## STATED GOAL
Copy every item below word for word, leaving out the pictures.
---------- RECORDS FOR THE EXERCISE
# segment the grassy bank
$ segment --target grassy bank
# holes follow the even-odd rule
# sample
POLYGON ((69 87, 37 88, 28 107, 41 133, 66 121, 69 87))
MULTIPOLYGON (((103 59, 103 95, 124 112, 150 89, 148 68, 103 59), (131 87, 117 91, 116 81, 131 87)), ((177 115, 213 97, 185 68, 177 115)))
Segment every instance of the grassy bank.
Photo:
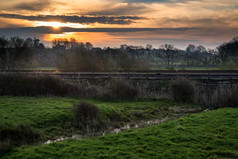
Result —
POLYGON ((238 109, 103 137, 18 148, 3 158, 238 158, 238 109))
MULTIPOLYGON (((82 133, 71 124, 72 106, 80 101, 77 98, 64 97, 1 96, 0 126, 28 124, 41 134, 42 141, 82 133)), ((177 116, 180 113, 174 113, 169 107, 183 105, 170 101, 105 102, 90 99, 84 101, 95 104, 99 108, 102 120, 113 121, 118 125, 177 116)))

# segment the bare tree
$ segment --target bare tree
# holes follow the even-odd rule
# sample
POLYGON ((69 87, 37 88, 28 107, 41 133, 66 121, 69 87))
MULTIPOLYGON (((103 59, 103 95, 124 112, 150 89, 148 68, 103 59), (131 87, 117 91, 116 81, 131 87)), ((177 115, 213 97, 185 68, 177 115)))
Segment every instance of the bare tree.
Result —
POLYGON ((164 44, 160 46, 158 56, 165 60, 167 67, 173 67, 173 63, 178 56, 178 49, 171 44, 164 44))

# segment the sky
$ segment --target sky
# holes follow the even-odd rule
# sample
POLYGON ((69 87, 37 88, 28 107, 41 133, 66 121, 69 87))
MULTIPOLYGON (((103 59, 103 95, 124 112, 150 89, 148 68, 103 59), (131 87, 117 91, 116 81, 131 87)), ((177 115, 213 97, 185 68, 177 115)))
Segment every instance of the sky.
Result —
POLYGON ((237 0, 0 0, 0 36, 75 38, 95 47, 189 44, 238 35, 237 0))

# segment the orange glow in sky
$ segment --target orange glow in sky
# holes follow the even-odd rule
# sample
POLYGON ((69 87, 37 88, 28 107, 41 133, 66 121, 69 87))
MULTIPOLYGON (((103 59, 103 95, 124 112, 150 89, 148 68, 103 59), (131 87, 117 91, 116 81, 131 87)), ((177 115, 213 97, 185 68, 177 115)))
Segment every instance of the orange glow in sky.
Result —
POLYGON ((237 0, 1 0, 0 36, 214 48, 238 35, 237 6, 237 0), (93 29, 80 30, 87 28, 93 29))

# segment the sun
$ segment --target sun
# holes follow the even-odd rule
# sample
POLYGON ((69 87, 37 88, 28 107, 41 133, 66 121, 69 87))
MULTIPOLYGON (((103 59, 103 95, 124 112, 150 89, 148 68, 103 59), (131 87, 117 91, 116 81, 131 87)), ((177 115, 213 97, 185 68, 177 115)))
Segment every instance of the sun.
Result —
POLYGON ((88 26, 79 23, 42 22, 42 21, 35 21, 34 24, 35 26, 50 26, 54 29, 59 29, 60 27, 85 28, 88 26))

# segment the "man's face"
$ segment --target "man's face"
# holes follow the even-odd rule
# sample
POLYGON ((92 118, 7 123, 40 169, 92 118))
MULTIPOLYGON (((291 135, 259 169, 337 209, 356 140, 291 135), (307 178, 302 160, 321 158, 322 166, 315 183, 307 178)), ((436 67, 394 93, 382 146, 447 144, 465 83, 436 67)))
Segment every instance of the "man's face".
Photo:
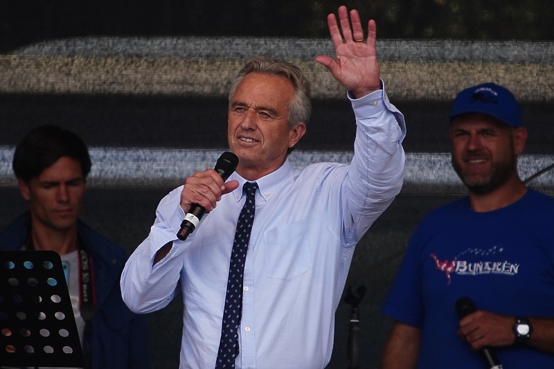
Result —
POLYGON ((18 185, 33 226, 62 231, 75 226, 85 187, 79 161, 62 156, 28 183, 19 179, 18 185))
POLYGON ((229 148, 239 157, 237 172, 257 179, 280 167, 287 150, 305 132, 303 124, 291 127, 289 105, 294 88, 287 78, 251 73, 231 98, 228 118, 229 148))
POLYGON ((470 113, 452 119, 452 165, 470 191, 487 194, 517 178, 517 155, 525 146, 524 128, 470 113))

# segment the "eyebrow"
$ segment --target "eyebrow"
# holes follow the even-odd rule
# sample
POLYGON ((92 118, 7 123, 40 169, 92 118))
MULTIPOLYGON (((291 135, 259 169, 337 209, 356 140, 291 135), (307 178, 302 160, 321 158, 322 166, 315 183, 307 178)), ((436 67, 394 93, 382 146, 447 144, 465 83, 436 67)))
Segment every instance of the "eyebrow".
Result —
MULTIPOLYGON (((242 101, 234 101, 234 102, 231 103, 231 107, 248 107, 248 104, 247 104, 246 102, 244 102, 242 101)), ((271 114, 273 116, 280 116, 279 115, 279 112, 277 111, 277 109, 276 109, 275 108, 273 108, 273 107, 265 107, 265 106, 258 106, 258 107, 253 107, 253 109, 254 110, 256 110, 256 111, 260 111, 260 110, 265 110, 266 111, 269 112, 269 114, 271 114)))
--------------------
## RESULT BELOW
# segment the grassy bank
$ segment --target grassy bank
# holes follow the even-odd rule
# sample
POLYGON ((69 87, 37 88, 28 107, 41 133, 66 121, 69 87))
MULTIPOLYGON (((103 59, 103 95, 124 112, 150 89, 148 68, 103 59), (131 87, 117 91, 116 81, 131 87)), ((177 115, 213 97, 185 68, 177 115)))
Segment every instance of the grassy bank.
Photo:
Result —
POLYGON ((238 109, 103 137, 18 148, 3 158, 238 158, 238 109))
MULTIPOLYGON (((82 133, 71 124, 72 106, 80 101, 77 98, 64 97, 1 96, 0 126, 28 124, 41 134, 42 141, 82 133)), ((177 116, 180 113, 174 113, 169 107, 183 105, 170 101, 105 102, 90 99, 84 101, 95 104, 99 108, 102 120, 113 121, 118 125, 177 116)))

# segment the bare tree
$ segment --target bare tree
# holes follow the even-odd rule
# sample
POLYGON ((69 87, 37 88, 28 107, 41 133, 66 121, 69 87))
MULTIPOLYGON (((103 59, 103 95, 124 112, 150 89, 148 68, 103 59), (131 87, 117 91, 116 81, 131 87)), ((177 115, 213 97, 185 68, 177 115)))
Segment every instance of the bare tree.
Result —
POLYGON ((164 44, 160 46, 158 56, 165 60, 167 67, 173 67, 173 63, 178 56, 178 49, 171 44, 164 44))

# segment the sky
$ segment --target sky
# holes follow the even-odd rule
# sample
POLYGON ((69 87, 37 88, 28 107, 41 133, 66 121, 69 87))
MULTIPOLYGON (((103 59, 103 95, 124 112, 150 89, 148 68, 103 59), (131 87, 117 91, 116 81, 131 87)), ((177 115, 213 97, 185 68, 177 115)))
Segment every instance of the sky.
Result —
POLYGON ((237 0, 0 0, 0 36, 75 38, 95 47, 189 44, 238 35, 237 0))

# segment the orange glow in sky
$ segment --target orange glow in sky
# holes follow the even-odd rule
# sample
POLYGON ((69 87, 37 88, 28 107, 41 133, 66 121, 69 87))
MULTIPOLYGON (((103 59, 103 95, 124 112, 150 89, 148 68, 103 59), (131 87, 117 91, 116 81, 131 87)), ((177 115, 213 97, 185 68, 177 115)))
Segment every instance of the orange glow in sky.
Result —
POLYGON ((237 0, 1 0, 0 36, 214 48, 238 35, 237 6, 237 0), (93 29, 80 30, 87 28, 93 29))

# segment the sun
$ segment --target sun
# holes follow the even-odd rule
# sample
POLYGON ((69 87, 37 88, 28 107, 41 133, 66 121, 69 87))
MULTIPOLYGON (((103 59, 103 95, 124 112, 150 89, 148 68, 103 59), (131 87, 117 91, 116 81, 131 87)), ((177 115, 213 97, 185 68, 177 115)))
Segment every instance of the sun.
Result —
POLYGON ((88 26, 79 23, 42 22, 42 21, 35 21, 34 24, 35 26, 50 26, 54 29, 59 29, 60 27, 85 28, 88 26))

# segment the "man's face"
$ segment --target "man's face"
# holes follow the even-odd rule
# sample
POLYGON ((92 118, 7 123, 40 169, 92 118))
MULTIPOLYGON (((291 135, 259 169, 337 209, 356 140, 291 135), (307 178, 302 160, 321 158, 322 166, 315 183, 307 178)), ((436 67, 394 93, 382 146, 447 144, 465 83, 436 67)))
Segment every instance of the "man's face".
Photo:
Result —
POLYGON ((18 185, 33 226, 62 231, 75 226, 85 187, 79 161, 62 156, 28 183, 19 179, 18 185))
POLYGON ((229 148, 239 157, 237 172, 257 179, 280 167, 287 150, 305 132, 303 124, 291 127, 289 105, 294 88, 287 78, 251 73, 231 98, 228 118, 229 148))
POLYGON ((470 113, 452 119, 452 165, 470 191, 487 194, 517 178, 517 155, 525 146, 524 128, 470 113))

# segment the "eyebrow"
$ segment --target "eyebrow"
# holes follow the even-odd rule
# sample
POLYGON ((92 118, 7 123, 40 169, 92 118))
MULTIPOLYGON (((291 135, 259 169, 337 209, 356 140, 291 135), (307 178, 302 160, 321 158, 322 166, 315 183, 307 178)), ((436 67, 394 93, 382 146, 447 144, 465 83, 436 67)))
Segment every instance of the "eyebrow".
Result —
MULTIPOLYGON (((242 101, 234 101, 234 102, 231 103, 231 107, 248 107, 248 104, 247 104, 246 102, 244 102, 242 101)), ((271 114, 273 116, 280 116, 279 115, 279 112, 277 111, 277 109, 276 109, 275 108, 273 108, 273 107, 265 107, 265 106, 258 106, 258 107, 253 107, 253 109, 254 110, 256 110, 256 111, 260 111, 260 110, 265 110, 266 111, 269 112, 269 114, 271 114)))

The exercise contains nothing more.